• AIM: Format every line in the rows below as a numbered list, omitting blank lines and the pictures.

BEGIN PROVIDED DATA

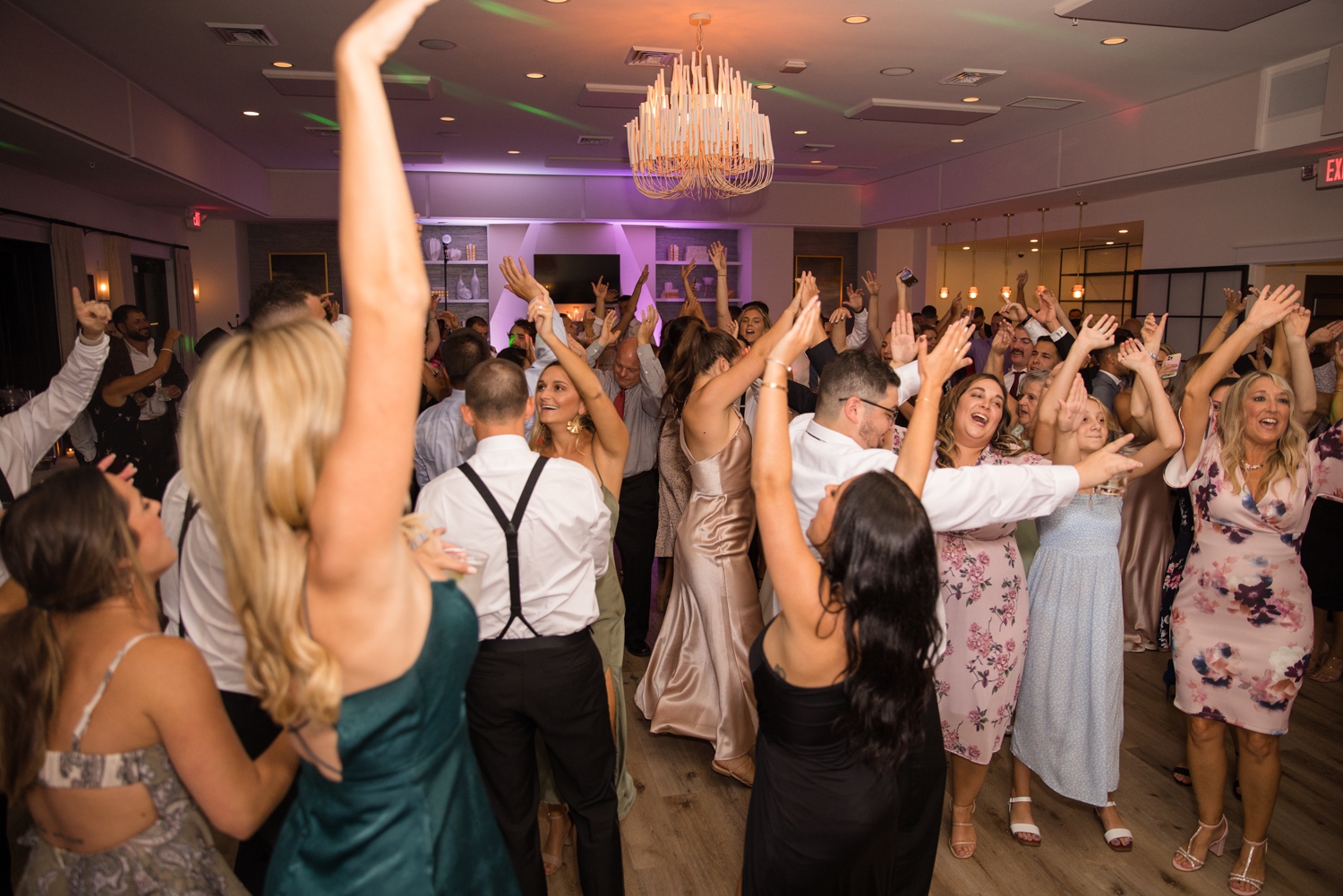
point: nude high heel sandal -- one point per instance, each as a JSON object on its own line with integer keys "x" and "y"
{"x": 1216, "y": 847}
{"x": 1241, "y": 883}
{"x": 1020, "y": 832}
{"x": 1115, "y": 836}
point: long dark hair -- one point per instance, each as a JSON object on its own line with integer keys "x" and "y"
{"x": 697, "y": 352}
{"x": 69, "y": 544}
{"x": 881, "y": 567}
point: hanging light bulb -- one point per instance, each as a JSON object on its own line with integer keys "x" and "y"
{"x": 1079, "y": 289}
{"x": 974, "y": 290}
{"x": 945, "y": 230}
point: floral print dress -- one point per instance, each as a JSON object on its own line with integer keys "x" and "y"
{"x": 1241, "y": 621}
{"x": 983, "y": 593}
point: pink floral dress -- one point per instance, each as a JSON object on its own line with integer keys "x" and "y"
{"x": 1241, "y": 622}
{"x": 983, "y": 592}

END PROVIDED DATA

• RESPONSE TO THE EXERCISE:
1. point: nude high heel sandal -- one point per instance, each as a JSON object on its own line with integer keys "x" and "y"
2. {"x": 1216, "y": 847}
3. {"x": 1241, "y": 883}
4. {"x": 1020, "y": 832}
5. {"x": 1115, "y": 836}
6. point: long dark hair -- one point per instance, each as a JSON object on its own line with integer keys "x" and "y"
7. {"x": 697, "y": 352}
8. {"x": 69, "y": 544}
9. {"x": 881, "y": 567}
10. point: hanging light bulb -- one point per instance, each as a JSON object on its own line with integer keys "x" and "y"
11. {"x": 1079, "y": 289}
12. {"x": 974, "y": 290}
13. {"x": 945, "y": 230}
14. point: floral print dress -- one point per instance, each as a JSON object on its own line with integer keys "x" and "y"
15. {"x": 1241, "y": 621}
16. {"x": 983, "y": 593}
17. point: pink floral dress -- one point per instance, each as a JSON object on its own line with integer keys "x" and "y"
18. {"x": 1241, "y": 622}
19. {"x": 983, "y": 592}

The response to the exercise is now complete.